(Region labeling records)
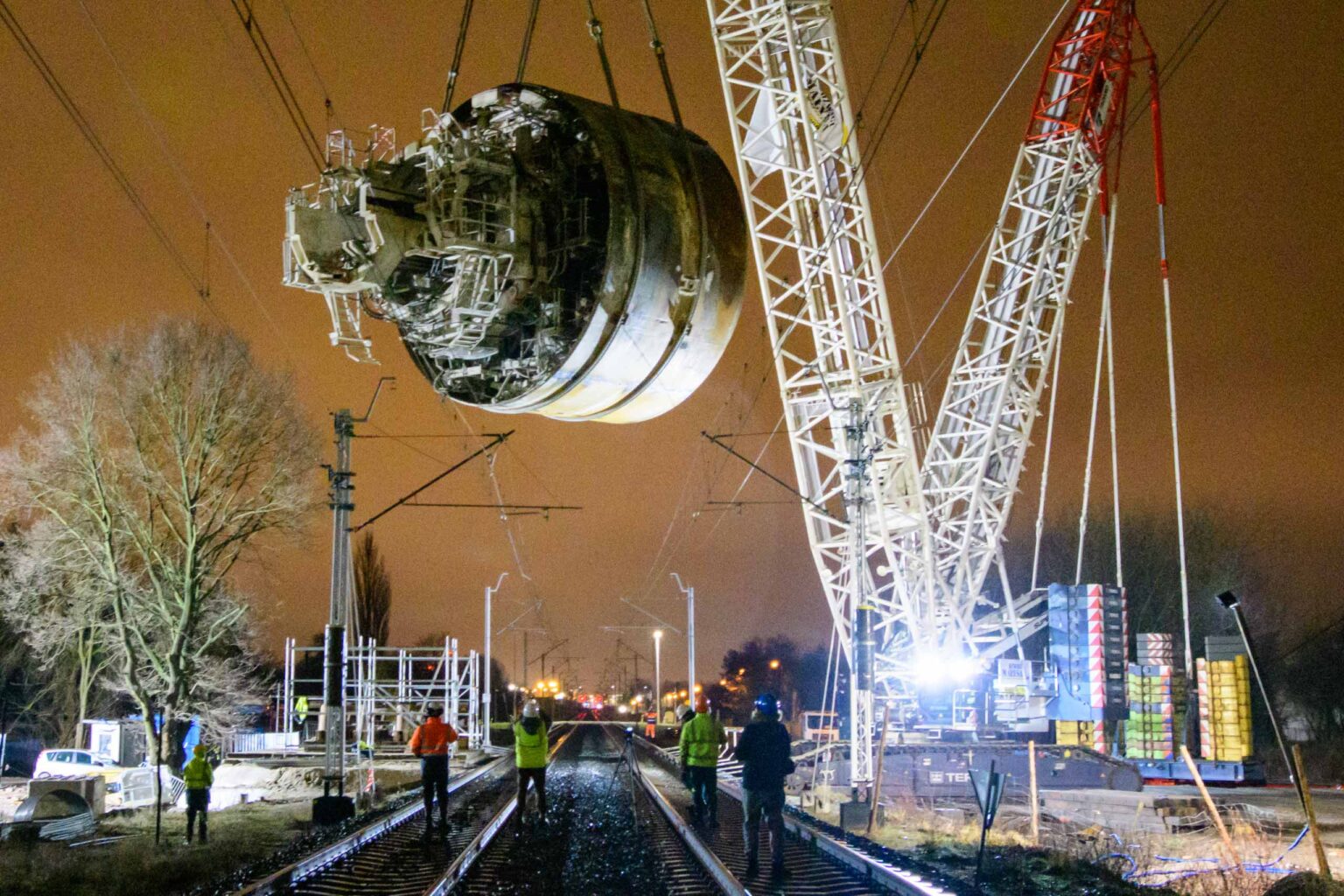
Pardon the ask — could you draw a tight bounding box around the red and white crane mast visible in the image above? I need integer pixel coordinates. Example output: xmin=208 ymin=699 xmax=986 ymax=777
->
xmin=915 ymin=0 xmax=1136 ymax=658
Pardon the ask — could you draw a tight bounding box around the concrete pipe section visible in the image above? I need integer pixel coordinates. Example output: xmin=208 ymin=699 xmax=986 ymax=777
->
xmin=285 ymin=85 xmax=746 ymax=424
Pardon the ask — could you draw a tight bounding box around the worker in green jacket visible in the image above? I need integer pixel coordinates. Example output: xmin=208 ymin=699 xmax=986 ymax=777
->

==

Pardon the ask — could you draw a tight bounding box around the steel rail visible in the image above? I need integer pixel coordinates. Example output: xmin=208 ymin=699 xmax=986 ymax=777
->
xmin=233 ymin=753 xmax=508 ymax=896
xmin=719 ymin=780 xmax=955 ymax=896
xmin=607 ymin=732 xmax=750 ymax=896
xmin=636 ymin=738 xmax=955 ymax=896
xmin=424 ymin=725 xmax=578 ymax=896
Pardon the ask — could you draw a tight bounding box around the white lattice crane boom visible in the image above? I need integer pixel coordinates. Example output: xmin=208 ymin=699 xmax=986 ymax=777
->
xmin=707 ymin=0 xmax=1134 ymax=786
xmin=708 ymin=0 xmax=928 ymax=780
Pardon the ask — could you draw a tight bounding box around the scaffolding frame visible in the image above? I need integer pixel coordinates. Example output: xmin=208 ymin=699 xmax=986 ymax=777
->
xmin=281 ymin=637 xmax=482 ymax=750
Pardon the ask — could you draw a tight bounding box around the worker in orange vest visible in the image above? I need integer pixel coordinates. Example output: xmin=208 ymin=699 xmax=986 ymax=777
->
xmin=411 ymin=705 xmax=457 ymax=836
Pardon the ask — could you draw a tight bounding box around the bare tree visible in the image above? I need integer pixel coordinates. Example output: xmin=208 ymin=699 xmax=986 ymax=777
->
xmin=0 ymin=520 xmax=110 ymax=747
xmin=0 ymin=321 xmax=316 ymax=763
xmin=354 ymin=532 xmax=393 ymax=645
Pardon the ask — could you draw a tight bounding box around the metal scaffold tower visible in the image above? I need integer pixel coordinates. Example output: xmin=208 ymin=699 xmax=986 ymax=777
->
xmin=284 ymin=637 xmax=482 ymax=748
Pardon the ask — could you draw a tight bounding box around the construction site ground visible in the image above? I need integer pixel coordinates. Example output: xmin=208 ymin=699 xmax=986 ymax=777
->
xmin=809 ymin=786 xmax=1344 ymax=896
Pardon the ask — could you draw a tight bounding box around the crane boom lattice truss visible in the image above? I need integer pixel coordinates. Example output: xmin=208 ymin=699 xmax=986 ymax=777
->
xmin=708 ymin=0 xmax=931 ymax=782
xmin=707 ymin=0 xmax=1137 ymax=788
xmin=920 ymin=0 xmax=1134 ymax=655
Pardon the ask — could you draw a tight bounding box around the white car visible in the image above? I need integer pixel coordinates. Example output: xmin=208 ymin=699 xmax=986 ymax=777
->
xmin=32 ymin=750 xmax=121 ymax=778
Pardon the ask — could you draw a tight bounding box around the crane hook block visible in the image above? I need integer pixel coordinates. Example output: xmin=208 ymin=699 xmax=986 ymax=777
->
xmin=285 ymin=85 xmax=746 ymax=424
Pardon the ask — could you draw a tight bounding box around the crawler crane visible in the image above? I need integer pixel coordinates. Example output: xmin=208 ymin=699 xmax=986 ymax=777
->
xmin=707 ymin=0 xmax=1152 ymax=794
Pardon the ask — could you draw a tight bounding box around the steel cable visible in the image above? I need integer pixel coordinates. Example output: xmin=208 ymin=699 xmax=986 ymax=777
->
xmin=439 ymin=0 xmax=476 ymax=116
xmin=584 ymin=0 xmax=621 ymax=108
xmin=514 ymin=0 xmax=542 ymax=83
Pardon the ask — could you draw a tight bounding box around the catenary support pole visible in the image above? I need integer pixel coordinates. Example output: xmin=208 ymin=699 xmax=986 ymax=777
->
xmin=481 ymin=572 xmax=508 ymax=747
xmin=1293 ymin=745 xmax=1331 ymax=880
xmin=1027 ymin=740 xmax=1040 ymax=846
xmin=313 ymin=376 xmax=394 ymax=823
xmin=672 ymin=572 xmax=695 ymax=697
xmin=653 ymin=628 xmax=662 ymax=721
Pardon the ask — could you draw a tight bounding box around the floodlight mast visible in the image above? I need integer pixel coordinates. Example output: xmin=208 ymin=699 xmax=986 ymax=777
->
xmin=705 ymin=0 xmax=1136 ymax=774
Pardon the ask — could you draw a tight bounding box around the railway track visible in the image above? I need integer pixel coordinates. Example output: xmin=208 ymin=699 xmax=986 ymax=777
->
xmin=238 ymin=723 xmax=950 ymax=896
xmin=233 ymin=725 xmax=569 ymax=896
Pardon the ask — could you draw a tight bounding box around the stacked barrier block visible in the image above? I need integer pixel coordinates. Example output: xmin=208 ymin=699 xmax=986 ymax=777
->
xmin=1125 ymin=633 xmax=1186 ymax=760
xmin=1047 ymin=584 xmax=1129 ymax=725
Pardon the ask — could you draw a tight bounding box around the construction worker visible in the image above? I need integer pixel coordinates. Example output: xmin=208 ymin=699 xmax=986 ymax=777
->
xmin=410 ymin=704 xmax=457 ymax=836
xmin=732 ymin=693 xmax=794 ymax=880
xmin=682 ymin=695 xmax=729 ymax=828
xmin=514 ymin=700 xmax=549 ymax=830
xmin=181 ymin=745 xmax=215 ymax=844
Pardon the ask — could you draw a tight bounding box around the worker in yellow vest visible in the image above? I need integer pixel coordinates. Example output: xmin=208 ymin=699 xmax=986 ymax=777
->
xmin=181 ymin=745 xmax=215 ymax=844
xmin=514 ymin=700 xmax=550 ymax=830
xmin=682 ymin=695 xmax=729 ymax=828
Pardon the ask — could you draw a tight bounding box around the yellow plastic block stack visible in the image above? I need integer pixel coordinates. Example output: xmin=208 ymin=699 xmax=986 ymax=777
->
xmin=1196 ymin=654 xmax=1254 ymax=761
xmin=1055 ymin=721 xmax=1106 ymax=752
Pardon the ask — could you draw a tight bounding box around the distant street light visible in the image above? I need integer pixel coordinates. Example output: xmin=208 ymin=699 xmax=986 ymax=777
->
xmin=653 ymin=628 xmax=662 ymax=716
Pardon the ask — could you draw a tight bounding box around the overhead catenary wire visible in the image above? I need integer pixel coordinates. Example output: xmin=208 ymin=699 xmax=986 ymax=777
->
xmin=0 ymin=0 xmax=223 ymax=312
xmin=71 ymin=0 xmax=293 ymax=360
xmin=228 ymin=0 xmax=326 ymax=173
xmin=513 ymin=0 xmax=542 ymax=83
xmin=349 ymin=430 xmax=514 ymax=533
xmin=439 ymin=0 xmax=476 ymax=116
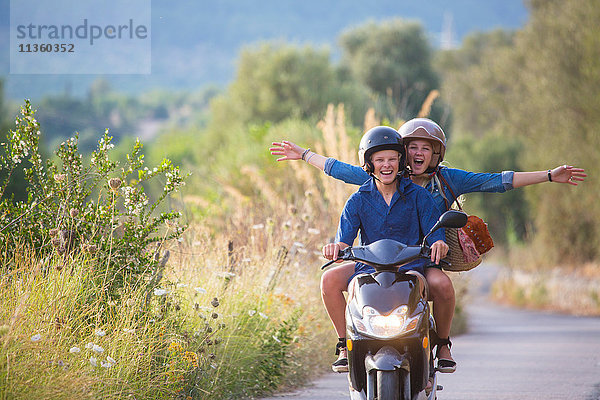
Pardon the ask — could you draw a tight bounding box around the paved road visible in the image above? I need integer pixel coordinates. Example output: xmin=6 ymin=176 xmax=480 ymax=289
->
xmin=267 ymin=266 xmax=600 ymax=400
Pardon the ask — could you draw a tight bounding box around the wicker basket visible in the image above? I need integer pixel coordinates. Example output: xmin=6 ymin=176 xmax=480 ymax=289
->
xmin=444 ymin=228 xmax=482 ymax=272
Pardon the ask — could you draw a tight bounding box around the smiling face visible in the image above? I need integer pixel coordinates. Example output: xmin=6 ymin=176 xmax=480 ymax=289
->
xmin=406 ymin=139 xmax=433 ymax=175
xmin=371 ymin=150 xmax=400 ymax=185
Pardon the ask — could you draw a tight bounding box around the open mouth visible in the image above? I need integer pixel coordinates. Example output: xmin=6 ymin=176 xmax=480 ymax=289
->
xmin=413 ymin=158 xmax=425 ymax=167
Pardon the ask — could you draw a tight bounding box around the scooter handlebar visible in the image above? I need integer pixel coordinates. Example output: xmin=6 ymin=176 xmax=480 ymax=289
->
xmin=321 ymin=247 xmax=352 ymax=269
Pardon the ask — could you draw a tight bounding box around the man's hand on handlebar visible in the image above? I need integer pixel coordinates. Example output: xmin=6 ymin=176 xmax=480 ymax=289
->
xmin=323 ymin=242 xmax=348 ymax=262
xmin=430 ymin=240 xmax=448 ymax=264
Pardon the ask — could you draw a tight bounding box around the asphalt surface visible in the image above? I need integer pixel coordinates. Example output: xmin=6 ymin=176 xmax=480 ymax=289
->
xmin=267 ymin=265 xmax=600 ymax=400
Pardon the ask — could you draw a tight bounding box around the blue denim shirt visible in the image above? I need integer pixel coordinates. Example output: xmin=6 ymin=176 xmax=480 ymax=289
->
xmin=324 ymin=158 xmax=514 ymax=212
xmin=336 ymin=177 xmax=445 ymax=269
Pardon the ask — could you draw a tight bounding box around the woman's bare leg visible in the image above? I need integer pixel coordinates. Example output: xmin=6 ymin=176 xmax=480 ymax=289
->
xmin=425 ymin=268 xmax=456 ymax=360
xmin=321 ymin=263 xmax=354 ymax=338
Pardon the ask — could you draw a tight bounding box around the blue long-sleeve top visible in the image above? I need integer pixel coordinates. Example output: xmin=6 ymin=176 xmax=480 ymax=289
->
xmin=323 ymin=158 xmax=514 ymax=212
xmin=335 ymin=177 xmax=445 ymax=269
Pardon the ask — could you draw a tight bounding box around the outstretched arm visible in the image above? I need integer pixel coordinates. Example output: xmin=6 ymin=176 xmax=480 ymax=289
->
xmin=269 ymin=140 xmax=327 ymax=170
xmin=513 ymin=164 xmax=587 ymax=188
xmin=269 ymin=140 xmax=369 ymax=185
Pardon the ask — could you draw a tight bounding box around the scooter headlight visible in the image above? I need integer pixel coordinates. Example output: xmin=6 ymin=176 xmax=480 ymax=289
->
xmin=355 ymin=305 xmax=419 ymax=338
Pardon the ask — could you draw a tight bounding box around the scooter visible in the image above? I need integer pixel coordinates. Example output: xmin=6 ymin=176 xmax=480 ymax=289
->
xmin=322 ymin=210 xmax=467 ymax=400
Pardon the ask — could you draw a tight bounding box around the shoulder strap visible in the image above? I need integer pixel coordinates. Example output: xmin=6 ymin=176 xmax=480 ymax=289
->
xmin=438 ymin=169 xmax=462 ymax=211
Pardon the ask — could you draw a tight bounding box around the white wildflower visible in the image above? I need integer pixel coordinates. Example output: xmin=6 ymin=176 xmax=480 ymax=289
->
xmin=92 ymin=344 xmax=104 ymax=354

* * *

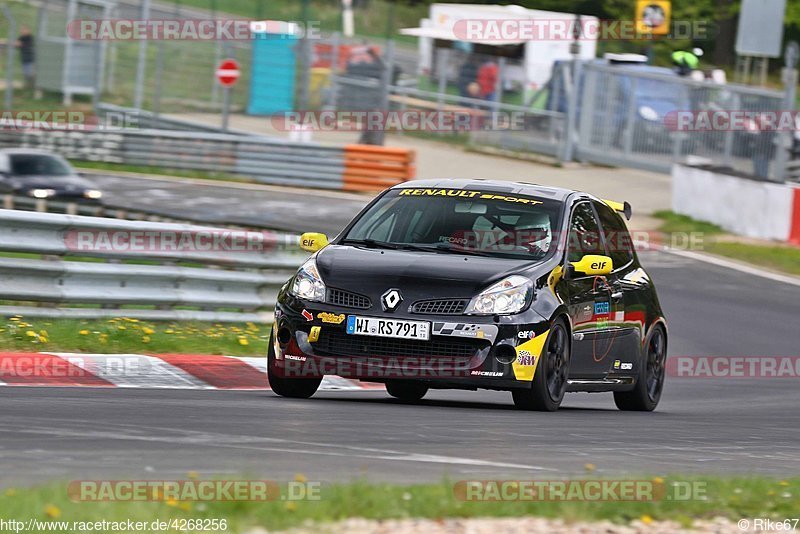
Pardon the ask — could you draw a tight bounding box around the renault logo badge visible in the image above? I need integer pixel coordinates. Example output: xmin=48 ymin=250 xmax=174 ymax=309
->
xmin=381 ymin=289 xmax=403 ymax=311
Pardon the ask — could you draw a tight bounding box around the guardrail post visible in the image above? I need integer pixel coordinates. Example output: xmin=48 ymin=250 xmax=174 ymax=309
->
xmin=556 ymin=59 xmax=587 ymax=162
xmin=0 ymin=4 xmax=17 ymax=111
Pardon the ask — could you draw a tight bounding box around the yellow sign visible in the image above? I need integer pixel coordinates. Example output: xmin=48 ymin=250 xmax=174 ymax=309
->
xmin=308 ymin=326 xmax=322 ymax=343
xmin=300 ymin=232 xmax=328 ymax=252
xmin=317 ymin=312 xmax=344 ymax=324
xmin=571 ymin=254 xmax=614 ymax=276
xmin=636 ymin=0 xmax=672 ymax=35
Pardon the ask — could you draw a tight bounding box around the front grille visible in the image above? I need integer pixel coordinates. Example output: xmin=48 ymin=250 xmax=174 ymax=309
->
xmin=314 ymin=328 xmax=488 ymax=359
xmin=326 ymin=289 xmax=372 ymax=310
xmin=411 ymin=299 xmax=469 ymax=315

Task to complete = Lay out the records between the lines holding "around the bare" and "xmin=354 ymin=532 xmax=393 ymax=645", inclusive, as a two-column CSV with the headers request and answer. Give one row per request, with its text and its answer each in a single quoted field and any line breaks replaced by spaces.

The output =
request,answer
"Pardon the ask — could you draw a tight bounding box around the bare tree visible in the image above? I need integer pixel coordinates. Example output: xmin=208 ymin=699 xmax=986 ymax=777 ->","xmin=0 ymin=520 xmax=110 ymax=747 xmin=0 ymin=321 xmax=316 ymax=763 xmin=354 ymin=532 xmax=393 ymax=645"